** Your objective **
Give back every one of the following records word for word, with no changes.

[Records from a data collection]
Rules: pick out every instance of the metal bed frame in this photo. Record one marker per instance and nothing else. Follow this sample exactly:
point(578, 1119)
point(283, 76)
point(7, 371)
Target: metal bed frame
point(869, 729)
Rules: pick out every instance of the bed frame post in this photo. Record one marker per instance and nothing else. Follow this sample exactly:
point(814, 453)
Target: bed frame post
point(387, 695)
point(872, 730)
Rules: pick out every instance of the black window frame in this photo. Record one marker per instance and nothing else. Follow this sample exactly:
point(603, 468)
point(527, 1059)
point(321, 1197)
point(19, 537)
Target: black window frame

** Written reply **
Rules: pick out every instance of the metal bed frame in this photo. Record one marker per instance and nothing else. Follow this sample exactly:
point(578, 1119)
point(283, 76)
point(7, 371)
Target: metal bed frame
point(869, 729)
Rules: pick out every instance of the bed frame post in this photo. Record one marker per instance and nothing else. Follow this sample exactly:
point(814, 453)
Target: bed frame post
point(387, 695)
point(872, 730)
Rules: pick out every instance of the black window frame in this photo. Record one marker per instance and nothing else. Follow this sample exactly:
point(603, 468)
point(527, 1059)
point(321, 1197)
point(19, 537)
Target: black window frame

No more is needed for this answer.